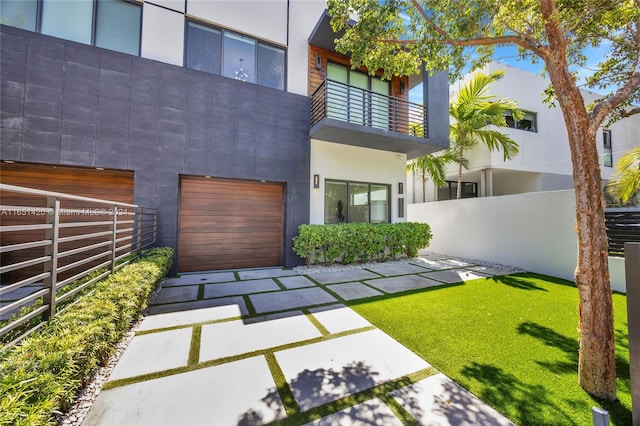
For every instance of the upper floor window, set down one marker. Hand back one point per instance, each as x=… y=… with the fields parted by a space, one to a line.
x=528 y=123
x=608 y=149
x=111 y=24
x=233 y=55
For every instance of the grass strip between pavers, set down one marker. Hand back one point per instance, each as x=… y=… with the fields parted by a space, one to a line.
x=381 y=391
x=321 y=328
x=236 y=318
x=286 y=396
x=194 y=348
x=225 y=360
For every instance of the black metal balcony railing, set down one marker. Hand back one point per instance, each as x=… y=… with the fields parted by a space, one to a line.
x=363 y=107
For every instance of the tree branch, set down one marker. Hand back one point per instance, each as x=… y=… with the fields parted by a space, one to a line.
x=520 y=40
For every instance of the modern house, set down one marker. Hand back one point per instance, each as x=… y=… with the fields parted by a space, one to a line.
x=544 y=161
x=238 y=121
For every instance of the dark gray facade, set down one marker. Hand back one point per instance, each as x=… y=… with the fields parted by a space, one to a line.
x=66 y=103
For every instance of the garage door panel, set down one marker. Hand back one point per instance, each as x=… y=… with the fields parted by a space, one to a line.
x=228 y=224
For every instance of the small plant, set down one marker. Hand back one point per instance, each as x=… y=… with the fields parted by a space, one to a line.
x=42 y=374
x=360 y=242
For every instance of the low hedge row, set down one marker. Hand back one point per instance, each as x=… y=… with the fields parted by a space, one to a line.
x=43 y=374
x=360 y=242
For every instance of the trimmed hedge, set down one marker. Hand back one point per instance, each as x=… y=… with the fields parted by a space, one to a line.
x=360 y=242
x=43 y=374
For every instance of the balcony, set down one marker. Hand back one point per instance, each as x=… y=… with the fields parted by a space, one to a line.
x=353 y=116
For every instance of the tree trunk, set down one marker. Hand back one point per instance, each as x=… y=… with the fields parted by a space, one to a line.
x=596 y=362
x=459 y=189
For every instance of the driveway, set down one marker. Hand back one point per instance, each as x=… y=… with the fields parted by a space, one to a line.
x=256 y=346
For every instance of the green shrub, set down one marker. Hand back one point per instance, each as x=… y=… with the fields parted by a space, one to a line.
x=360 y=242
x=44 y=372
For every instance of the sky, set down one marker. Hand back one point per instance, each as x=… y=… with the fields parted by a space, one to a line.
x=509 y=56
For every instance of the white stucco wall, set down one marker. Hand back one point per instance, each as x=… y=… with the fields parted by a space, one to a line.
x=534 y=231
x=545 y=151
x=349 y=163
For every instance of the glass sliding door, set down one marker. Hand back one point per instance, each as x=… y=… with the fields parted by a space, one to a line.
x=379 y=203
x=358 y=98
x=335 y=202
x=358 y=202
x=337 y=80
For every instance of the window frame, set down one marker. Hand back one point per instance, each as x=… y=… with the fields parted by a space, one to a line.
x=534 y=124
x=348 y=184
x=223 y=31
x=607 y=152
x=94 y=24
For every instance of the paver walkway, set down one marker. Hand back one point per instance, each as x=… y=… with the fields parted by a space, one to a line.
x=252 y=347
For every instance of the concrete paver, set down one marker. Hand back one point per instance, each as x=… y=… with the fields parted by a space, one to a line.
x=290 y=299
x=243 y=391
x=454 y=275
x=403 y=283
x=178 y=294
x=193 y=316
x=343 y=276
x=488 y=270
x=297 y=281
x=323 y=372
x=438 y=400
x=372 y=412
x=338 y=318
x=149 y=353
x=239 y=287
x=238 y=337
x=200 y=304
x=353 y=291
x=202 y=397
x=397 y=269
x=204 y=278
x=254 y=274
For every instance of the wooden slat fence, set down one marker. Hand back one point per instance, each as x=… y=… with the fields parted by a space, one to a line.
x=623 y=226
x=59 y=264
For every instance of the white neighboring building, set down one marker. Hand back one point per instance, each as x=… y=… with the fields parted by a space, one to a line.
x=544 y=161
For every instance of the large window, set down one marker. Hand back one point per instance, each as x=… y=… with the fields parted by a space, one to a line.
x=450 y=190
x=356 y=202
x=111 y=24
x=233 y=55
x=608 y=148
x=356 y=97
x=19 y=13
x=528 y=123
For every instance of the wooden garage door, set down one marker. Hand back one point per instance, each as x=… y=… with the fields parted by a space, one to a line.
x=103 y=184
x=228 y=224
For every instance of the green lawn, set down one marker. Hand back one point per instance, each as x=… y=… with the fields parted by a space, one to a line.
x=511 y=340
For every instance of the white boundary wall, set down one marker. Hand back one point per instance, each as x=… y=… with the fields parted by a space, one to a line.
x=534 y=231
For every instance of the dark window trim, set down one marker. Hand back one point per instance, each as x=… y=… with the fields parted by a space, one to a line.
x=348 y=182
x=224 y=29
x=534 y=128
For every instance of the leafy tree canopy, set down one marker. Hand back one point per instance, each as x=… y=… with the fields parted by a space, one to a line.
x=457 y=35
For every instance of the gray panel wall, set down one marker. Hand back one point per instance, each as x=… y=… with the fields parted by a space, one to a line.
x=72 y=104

********

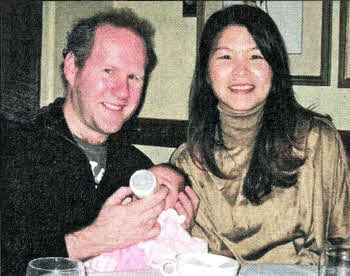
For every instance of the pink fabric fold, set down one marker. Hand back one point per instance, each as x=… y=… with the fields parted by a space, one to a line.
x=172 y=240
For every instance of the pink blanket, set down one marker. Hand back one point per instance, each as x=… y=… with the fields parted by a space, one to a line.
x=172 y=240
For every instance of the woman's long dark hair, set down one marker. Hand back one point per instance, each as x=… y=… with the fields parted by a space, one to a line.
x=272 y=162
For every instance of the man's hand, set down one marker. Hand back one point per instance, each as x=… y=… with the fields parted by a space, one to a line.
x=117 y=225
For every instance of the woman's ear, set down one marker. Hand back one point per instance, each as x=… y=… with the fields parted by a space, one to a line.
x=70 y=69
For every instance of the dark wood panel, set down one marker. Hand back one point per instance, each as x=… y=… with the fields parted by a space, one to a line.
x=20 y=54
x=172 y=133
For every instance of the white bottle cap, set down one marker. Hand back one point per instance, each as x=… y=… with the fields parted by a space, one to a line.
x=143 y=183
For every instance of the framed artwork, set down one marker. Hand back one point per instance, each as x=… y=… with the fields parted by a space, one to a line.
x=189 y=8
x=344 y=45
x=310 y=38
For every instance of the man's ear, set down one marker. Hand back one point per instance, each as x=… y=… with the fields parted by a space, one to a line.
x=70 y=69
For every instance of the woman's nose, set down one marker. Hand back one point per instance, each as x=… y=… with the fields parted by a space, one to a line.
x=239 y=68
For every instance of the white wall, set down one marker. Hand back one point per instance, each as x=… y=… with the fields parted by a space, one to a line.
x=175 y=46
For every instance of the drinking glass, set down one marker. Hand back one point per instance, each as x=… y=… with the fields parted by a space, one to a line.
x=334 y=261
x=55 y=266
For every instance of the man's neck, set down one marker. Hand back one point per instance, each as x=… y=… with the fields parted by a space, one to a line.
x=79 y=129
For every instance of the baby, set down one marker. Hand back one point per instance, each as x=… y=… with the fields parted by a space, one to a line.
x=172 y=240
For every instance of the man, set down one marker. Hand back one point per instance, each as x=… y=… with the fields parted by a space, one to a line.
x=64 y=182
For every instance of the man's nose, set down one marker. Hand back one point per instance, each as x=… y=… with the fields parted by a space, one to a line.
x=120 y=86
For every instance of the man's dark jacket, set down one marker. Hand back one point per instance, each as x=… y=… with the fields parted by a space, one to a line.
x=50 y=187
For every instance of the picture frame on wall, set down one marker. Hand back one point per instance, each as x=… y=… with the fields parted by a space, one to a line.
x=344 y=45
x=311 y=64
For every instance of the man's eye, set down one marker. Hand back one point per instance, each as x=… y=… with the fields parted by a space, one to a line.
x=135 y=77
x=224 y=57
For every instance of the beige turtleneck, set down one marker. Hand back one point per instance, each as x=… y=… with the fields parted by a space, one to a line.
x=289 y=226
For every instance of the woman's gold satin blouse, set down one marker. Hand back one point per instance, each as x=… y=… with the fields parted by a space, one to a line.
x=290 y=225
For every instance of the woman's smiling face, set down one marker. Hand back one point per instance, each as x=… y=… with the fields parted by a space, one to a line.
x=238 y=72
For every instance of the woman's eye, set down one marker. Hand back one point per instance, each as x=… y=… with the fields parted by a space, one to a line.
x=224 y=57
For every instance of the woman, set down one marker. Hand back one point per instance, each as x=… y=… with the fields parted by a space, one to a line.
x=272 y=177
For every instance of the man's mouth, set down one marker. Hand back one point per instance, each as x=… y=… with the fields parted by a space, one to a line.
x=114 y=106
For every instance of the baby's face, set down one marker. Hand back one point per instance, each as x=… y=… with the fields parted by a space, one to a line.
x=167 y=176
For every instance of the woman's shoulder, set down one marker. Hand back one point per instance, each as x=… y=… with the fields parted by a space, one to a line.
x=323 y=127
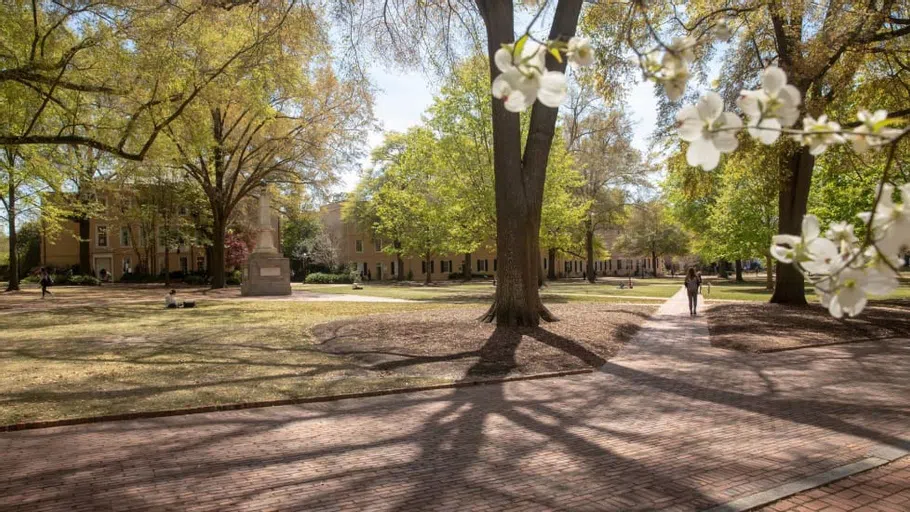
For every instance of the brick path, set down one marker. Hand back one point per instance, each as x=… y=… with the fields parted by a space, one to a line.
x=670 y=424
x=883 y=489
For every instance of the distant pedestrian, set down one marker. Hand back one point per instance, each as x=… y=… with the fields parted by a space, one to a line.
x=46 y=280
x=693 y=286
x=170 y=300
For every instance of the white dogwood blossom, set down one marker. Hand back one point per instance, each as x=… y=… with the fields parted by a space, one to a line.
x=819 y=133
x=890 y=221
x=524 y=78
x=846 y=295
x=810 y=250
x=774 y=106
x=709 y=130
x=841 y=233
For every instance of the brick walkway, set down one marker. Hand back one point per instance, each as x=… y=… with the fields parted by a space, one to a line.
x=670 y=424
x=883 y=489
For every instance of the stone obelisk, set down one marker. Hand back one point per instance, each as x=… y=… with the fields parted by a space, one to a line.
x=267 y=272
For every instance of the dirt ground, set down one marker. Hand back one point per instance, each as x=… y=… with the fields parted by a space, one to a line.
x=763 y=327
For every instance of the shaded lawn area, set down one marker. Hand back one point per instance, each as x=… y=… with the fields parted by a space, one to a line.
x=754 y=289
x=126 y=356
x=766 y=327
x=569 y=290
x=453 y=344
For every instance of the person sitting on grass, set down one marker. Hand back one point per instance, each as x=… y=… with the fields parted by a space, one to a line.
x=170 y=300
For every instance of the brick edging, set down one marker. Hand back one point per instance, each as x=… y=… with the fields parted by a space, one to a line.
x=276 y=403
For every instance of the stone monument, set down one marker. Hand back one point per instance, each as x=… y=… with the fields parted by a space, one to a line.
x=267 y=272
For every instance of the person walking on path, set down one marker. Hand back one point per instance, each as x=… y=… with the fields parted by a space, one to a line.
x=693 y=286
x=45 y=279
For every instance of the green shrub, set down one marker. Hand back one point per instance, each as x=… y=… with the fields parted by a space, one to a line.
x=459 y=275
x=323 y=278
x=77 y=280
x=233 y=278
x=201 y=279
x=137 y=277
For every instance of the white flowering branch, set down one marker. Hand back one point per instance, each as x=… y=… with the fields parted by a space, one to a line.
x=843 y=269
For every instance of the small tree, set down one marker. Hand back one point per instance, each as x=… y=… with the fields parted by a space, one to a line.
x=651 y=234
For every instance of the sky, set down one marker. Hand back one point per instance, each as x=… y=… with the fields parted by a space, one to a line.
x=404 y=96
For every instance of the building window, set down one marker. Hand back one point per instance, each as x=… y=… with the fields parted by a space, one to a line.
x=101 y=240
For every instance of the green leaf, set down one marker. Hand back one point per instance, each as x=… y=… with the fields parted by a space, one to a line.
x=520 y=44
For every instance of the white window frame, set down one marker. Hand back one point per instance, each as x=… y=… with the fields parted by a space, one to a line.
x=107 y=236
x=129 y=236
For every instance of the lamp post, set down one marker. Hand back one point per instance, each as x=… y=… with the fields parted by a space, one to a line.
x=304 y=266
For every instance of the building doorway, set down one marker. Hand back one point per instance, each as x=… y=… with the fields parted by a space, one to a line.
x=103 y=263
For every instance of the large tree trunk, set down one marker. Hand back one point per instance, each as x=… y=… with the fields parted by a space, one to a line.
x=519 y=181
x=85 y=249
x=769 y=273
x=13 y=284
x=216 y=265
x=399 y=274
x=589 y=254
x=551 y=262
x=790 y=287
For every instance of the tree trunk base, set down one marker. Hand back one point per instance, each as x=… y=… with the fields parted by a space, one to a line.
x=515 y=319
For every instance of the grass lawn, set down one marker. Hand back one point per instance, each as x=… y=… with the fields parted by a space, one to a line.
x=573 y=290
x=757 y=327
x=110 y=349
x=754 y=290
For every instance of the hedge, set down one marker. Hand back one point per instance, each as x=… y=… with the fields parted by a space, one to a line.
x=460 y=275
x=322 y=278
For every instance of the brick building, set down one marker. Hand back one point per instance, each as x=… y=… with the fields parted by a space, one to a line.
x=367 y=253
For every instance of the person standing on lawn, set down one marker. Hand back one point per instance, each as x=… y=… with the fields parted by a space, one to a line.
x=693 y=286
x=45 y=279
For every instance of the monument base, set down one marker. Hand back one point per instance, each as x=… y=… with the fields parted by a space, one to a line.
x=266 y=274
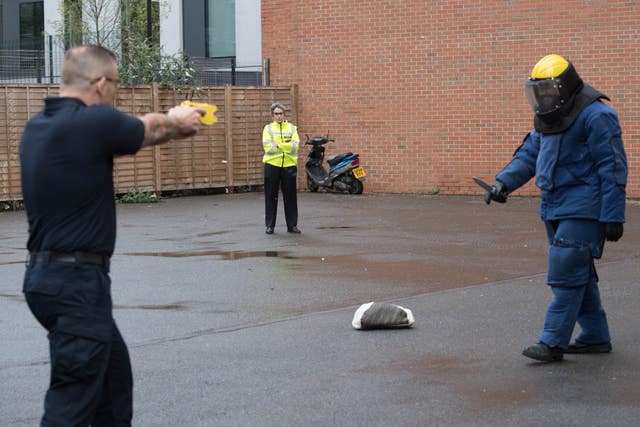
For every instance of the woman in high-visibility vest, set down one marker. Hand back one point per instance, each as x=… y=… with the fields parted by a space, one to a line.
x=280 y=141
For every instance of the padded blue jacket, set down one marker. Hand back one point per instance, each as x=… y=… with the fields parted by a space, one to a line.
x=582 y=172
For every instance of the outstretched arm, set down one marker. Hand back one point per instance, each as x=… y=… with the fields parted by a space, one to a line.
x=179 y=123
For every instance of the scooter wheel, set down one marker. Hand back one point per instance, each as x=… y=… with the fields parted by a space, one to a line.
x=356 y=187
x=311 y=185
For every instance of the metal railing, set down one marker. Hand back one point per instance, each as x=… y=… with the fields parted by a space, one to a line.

********

• **What the task requires**
Write out the entries verbatim from the line containing "For every instance of the dark window" up to and including the line containing "x=534 y=128".

• **Response**
For every instance of the dark window trim, set down one marker. Hand back one point per instance, each as x=… y=… with the fields parted by a space, one to a line.
x=348 y=182
x=224 y=29
x=534 y=128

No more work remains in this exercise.